Directives
1. According to the passage on Ontario Air National Guard Station, in what year did local pilots form the Ontario Aircraft corporation?
2. Quote the passage on Ontario Air National Guard Station word for word. Begin at the words "Ontario Air National" and stop after "in Ontario, California.".

Document section
━━━━━━━━━━━━━━━━

Ontario Air National Guard Station is a former California Air National Guard facility located alongside Ontario International Airport in Ontario, California.

Origins in World War II 
Ontario Army Air Field was established before World War II. It is located in San Bernardino County, California, in the city of Ontario. This airport was most known for being the hub for the Los Angeles Basin. Its routes consisted mostly between San Bernardino and Riverside. In 1921, local pilots created club called the Ontario Aircraft corporation to start flying the Jennie Bi-plane aircraft. This same organization classified a landing strip made from just dirt near the corner of Mission Boulevard and Grove Ave, people can see this today at the southwest corner.

━━━━━━━━━━━━━━━━

Recorded data
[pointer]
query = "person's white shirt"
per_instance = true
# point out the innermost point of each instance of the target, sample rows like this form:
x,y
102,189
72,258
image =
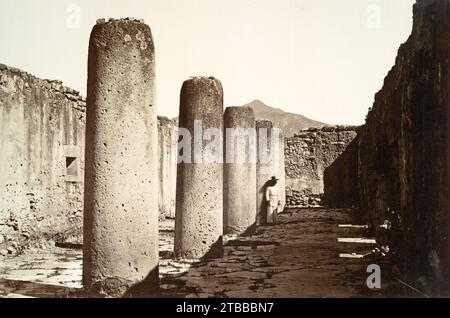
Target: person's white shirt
x,y
272,196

━━━━━━━━━━━━━━━━

Solution set
1. 1921

2.
Ontario Air National Guard Station is a former California Air National Guard facility located alongside Ontario International Airport in Ontario, California.